§ **DIRECTIONS**: Print each of the following records word for word, without changing anything.

(Excerpts of location labeling data)

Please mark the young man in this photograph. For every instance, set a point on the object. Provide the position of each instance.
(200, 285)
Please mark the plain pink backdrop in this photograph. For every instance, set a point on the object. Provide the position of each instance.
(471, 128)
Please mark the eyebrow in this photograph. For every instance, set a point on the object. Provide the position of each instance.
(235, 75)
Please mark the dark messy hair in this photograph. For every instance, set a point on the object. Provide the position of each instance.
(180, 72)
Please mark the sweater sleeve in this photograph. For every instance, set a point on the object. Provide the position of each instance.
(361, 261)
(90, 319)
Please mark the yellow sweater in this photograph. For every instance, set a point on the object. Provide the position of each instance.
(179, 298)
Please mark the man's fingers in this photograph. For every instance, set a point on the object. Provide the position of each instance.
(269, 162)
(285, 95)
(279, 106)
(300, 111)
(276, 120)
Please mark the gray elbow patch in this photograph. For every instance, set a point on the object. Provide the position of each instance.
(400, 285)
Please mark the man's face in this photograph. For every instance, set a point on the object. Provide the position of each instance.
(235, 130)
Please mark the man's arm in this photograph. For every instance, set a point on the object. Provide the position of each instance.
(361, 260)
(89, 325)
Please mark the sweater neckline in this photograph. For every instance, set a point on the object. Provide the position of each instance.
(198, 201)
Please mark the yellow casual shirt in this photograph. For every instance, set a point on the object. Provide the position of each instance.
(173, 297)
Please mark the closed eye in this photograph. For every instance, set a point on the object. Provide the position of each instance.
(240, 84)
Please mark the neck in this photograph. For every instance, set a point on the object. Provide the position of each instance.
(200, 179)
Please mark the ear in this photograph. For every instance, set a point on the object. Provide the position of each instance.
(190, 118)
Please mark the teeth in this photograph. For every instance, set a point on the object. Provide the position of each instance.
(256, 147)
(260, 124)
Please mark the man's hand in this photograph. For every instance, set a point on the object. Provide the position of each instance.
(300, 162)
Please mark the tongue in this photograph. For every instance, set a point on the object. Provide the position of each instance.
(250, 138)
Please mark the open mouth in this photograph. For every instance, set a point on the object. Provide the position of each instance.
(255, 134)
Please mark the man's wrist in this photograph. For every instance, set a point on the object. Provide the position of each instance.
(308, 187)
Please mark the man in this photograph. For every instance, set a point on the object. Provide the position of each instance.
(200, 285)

§ **TASK ANSWER**:
Please mark the young man in this photograph. For every instance, set a point on the object. Provide the position of each instance.
(200, 285)
Please mark the plain pink backdrop in this photograph. For every instance, set a point on the object. Provide the position of each instance.
(471, 128)
Please mark the eyebrow in this photograph. For every instance, set a point on the object. Provide the position of each instance.
(235, 75)
Please mark the dark messy hair in this photograph. For every instance, set a point on the object. Provide the position of each instance.
(180, 72)
Please mark the sweater sleeve in this photograph. For every instance, set a point on the object. Provide the position of each instance.
(361, 261)
(90, 319)
Please mark the yellow sweater in this photograph. For every instance, set a point on the object. Provide the position of each instance.
(179, 298)
Please mark the man's fingers in this photograph. For every instance, set a point on the object. Provide the position of each instance.
(269, 162)
(285, 95)
(279, 106)
(300, 111)
(276, 120)
Please mark the gray elbow patch in this photograph. For every instance, set a point on the object. Provide the position of each instance.
(400, 285)
Please mark the man's face in this photograph. For every instance, set a point on the object. Provide the position of each instance.
(235, 130)
Please mark the man's arm in this photograph. For every instance, set a point on the object. Provide the position of each instance.
(361, 260)
(89, 325)
Please mark the sweater neckline in this photograph. For every instance, set a point on the object. Provide the position of each instance.
(198, 201)
Please mark the yellow casual shirt in this photograph. For every instance, set a point on the object. Provide the position of each instance.
(173, 297)
Please mark the closed eye in this photograph. For every instance, set a point on the object. Provide the position of each instance.
(240, 84)
Please mark the neck in this photograph. For every instance, set a point on the object. Provide the position of each instance.
(200, 179)
Please mark the ear in this photograph. For every instance, set a point on the object. Provide the position of each instance.
(190, 118)
Please mark the teeth in this photograph. For every instance, set a point on the object. Provide the position of each instance.
(256, 147)
(260, 124)
Please mark the man's hand in this photograph. For every instance, set a point on the object. Provide the position of each instance.
(300, 162)
Please mark the tongue in this photograph. For every instance, set a point on the object. Provide the position of each instance.
(250, 138)
Please mark the open mouth in this photograph. For every instance, set a point on the object. Provide the position of each instance.
(255, 134)
Please mark the man's wrist in this photograph. For every instance, set a point on the object. Provide the position of each instance.
(308, 187)
Please mark the man in this photograph. For every instance, set a point on the object. Provide the position of each instance.
(200, 285)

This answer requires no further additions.